Paul Agnew, haute-contre
Leif Aruh-Solén, haute-contre
Neal Davies, basse
Joao Fernandez, basse
Carl Ghazarossian, taille
Maud Gnidzaz, dessus
Marc Mauillon, basse-taille
Marc Molomot, haute-contre
Ana Quintans, dessus

Les Arts Florissants
Dirigés par William Christie

Virgin 3592942, 63 minutes, 2006


Météorite et Volcan


Ce disque est bien plus qu’un enregistrement de Charpentier supplémentaire. C’est la météorite qui mit fin au Crétacé, le volcan qui détruisit la paisible Pompeï, la Révolution qui balaya les privilèges et les perruques. Soudain, à son écoute, un sentiment étrange envahit l’auditeur : on sent presque vieux, et l’on regarde d’un air dubitatif ce carré de plastique, témoin de la fin d’une époque, vanité moderne au sablier et aux fleurs fanées.

Expliquons-nous plus clairement : c’est toujours avec plaisir qu’on retrouve William Christie, à la tête des Arts Florissants. Mais sont-ce là nos Arts Flo’ ? La phalange légendaire paraît désormais métamorphosée et sonnant presque « Minkowskienne » avec des tempi très contrastés, des attaques agressives voire rageuses, fruit sans doute de l’admirable travail du chef sur Haendel. Dans le pompeux Motet pour une longue offrande (celui de la messe rouge qui ouvrait les sessions annuelles du Parlement de Paris), les cordes bondissent et virevoltent dès le prélude à l’écriture pourtant assez conventionnelle. Le second prélude - qui précède la pluie de feu sur les pécheurs – est très évocateur : le jeu staccato et sombre dépeint avec violence les nuées de souffre et autres flammes tourbillonnantes. L’orchestre est précis et engagé, véritable épine dorsale des deux œuvres, sur laquelle semblent se greffer les chanteurs et le chœur. Toutefois, cette vigueur brutale se fait au détriment de la couleur instrumentale et de la majesté des pièces.

▶ [Données fournies]:
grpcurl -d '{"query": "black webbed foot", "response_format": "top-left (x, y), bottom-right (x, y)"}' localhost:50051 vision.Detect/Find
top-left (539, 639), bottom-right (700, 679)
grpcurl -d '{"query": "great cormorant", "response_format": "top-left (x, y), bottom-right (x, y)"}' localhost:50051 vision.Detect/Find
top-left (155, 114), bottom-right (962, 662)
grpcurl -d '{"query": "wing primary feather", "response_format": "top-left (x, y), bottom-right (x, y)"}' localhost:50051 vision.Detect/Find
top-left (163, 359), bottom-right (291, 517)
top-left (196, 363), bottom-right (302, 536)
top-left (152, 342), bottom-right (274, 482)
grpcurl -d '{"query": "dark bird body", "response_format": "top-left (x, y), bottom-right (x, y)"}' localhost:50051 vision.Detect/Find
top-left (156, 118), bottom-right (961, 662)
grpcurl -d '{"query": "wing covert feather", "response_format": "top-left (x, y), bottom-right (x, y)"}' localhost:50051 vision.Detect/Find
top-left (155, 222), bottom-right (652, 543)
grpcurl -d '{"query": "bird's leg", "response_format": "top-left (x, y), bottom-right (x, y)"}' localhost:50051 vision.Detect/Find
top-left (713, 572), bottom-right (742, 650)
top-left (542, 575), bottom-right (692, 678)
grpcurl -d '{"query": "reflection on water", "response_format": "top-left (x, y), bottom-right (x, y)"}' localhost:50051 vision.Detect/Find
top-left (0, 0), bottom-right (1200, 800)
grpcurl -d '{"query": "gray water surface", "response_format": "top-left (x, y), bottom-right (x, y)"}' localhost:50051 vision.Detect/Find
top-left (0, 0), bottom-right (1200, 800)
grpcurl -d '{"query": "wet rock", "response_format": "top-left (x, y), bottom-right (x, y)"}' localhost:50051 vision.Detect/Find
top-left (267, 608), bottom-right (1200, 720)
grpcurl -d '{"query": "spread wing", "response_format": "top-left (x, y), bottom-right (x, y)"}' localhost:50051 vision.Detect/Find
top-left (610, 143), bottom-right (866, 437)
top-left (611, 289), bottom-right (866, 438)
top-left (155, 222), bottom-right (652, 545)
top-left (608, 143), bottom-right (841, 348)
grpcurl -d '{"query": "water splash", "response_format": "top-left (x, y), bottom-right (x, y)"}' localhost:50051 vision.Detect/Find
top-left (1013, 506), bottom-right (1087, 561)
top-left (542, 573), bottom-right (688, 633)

* * *

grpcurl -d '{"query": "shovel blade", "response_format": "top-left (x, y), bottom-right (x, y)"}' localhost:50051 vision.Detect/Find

▶ [Objectif]:
Reproduisez mot pour mot le passage de la critique du disque qui commence par « Ce disque est » et se termine par « aux fleurs fanées. ». Les données ci-dessus ne sont pas nécessaires.

▶ [Solution]:
Ce disque est bien plus qu’un enregistrement de Charpentier supplémentaire. C’est la météorite qui mit fin au Crétacé, le volcan qui détruisit la paisible Pompeï, la Révolution qui balaya les privilèges et les perruques. Soudain, à son écoute, un sentiment étrange envahit l’auditeur : on sent presque vieux, et l’on regarde d’un air dubitatif ce carré de plastique, témoin de la fin d’une époque, vanité moderne au sablier et aux fleurs fanées.